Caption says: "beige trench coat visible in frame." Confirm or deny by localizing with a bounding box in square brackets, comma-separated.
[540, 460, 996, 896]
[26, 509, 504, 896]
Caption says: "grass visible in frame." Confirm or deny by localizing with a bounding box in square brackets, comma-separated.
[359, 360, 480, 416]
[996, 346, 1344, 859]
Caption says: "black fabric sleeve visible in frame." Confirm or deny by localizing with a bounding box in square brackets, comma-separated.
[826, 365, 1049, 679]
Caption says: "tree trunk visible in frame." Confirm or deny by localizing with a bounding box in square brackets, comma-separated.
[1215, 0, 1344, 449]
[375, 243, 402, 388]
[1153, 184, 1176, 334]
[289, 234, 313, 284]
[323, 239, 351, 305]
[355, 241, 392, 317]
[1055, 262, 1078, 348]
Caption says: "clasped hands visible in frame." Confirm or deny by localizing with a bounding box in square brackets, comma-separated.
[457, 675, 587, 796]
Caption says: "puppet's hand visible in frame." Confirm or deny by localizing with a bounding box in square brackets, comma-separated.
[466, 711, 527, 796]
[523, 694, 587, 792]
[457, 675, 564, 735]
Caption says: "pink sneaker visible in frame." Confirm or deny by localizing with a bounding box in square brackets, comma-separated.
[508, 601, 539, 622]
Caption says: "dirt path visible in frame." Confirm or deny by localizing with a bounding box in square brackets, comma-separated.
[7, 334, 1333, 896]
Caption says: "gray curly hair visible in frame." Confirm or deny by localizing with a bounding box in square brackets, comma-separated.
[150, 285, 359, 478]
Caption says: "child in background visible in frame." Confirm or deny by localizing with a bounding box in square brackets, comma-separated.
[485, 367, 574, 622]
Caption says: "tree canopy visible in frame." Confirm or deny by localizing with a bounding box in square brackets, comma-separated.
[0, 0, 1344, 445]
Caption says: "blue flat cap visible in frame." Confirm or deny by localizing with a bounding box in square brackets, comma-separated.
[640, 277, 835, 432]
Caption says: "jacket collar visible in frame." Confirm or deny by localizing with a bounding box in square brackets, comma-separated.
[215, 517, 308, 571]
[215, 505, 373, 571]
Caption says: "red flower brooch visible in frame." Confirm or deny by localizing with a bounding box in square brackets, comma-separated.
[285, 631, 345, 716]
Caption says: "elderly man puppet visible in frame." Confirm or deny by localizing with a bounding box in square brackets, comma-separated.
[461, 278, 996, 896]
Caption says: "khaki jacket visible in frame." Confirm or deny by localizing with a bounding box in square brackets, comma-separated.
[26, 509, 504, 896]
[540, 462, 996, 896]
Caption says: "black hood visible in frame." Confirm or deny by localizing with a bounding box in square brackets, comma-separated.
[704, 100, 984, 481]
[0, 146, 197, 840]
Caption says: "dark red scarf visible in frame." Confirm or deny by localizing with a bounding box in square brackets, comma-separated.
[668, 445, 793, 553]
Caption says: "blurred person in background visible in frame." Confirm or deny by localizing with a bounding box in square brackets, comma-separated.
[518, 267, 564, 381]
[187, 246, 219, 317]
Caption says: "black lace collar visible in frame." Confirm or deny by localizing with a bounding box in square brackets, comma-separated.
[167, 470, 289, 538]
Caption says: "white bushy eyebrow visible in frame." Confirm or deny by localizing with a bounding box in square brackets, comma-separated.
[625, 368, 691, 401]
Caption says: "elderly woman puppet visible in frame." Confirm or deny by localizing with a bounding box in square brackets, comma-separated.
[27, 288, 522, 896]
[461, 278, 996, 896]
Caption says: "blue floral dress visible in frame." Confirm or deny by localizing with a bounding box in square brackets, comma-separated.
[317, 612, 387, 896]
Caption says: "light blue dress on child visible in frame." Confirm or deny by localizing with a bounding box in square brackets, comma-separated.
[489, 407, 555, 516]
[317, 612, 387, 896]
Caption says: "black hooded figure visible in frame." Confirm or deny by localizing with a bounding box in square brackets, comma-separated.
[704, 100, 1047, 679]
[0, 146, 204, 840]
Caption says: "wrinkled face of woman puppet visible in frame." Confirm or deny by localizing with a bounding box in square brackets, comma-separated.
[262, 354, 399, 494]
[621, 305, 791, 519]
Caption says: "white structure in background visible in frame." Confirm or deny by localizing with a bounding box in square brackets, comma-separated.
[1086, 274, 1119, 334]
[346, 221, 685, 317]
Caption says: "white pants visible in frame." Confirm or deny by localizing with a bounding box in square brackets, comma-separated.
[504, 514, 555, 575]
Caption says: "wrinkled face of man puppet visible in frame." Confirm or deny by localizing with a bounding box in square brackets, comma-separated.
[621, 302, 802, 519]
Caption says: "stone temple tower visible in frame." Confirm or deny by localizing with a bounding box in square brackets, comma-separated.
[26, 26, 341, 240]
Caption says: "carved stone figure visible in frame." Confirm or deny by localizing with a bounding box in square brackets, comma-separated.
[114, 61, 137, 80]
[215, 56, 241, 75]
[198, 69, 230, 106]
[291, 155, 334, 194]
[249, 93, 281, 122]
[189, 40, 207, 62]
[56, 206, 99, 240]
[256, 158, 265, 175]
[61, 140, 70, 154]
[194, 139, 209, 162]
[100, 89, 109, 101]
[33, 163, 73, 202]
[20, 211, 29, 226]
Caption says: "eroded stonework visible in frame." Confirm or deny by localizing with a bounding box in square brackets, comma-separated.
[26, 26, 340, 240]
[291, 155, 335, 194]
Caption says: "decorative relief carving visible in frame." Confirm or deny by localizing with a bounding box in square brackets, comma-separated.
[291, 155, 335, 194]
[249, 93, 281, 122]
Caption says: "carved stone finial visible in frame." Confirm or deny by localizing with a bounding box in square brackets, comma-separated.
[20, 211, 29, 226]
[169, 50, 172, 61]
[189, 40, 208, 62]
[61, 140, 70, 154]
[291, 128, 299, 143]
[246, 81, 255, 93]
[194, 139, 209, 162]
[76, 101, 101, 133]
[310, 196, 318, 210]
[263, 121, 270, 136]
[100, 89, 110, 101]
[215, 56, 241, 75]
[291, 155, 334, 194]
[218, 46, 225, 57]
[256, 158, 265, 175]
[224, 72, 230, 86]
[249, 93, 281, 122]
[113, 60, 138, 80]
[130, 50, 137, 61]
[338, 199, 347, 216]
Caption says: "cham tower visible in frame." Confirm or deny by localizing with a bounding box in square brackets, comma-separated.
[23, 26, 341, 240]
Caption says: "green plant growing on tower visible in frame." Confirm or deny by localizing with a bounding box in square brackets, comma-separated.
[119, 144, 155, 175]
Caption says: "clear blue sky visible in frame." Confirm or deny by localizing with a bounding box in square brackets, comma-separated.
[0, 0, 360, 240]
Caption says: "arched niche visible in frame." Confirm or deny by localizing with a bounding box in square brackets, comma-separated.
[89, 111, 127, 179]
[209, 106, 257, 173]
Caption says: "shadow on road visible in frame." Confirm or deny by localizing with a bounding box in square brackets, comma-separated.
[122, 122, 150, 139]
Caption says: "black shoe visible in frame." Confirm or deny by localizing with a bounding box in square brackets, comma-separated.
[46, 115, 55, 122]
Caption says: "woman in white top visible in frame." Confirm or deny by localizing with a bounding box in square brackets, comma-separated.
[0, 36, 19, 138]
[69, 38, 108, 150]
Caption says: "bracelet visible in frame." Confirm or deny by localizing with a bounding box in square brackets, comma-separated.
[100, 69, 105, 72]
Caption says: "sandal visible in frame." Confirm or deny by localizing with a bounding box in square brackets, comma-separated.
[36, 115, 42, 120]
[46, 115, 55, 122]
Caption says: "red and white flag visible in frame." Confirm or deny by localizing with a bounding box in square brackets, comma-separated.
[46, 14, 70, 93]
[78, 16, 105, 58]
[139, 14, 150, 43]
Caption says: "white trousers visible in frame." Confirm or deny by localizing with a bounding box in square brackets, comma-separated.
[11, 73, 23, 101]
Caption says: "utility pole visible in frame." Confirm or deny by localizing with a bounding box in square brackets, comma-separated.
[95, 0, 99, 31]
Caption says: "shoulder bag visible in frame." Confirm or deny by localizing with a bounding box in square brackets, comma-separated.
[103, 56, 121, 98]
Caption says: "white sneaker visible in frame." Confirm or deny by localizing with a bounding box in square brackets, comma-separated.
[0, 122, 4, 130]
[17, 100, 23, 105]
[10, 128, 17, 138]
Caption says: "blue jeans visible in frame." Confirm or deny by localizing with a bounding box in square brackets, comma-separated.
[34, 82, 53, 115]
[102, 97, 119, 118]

*EXERCISE TASK*. Rescale the lines above, starting at the one that contains "flat cap visible" and ending at the one that contains "[540, 462, 996, 896]", and write out only those lines, requests included. Multiply every bounding-box coordinate in the answers by 1.3, rounding to whole numbers with halves rounded up.

*COMPLETED TASK*.
Caption says: "blue flat cap visible in frame." Confirm or deny by localizing with a bounding box in square brackets, comma-separated.
[832, 360, 1086, 562]
Caption says: "jacket collar visible in frame." Confirm or deny by localizing with a bounding box in square brackets, comma-separated.
[280, 672, 400, 742]
[280, 657, 485, 742]
Caption says: "red flower brooch visible in frame." Confirm or deny by localizing with a bounding box in square brackets, comma-separated.
[371, 820, 449, 931]
Caption says: "elderly man puppet visible in frame." Confirm or deny by localizing with a bounding box in square brackets, comma-separated.
[599, 361, 1295, 1165]
Caption says: "khaki jacket visible in frame." Confirm or deny by localizing with a bounding box in square brackets, comma-separated.
[34, 662, 655, 1165]
[702, 601, 1295, 1165]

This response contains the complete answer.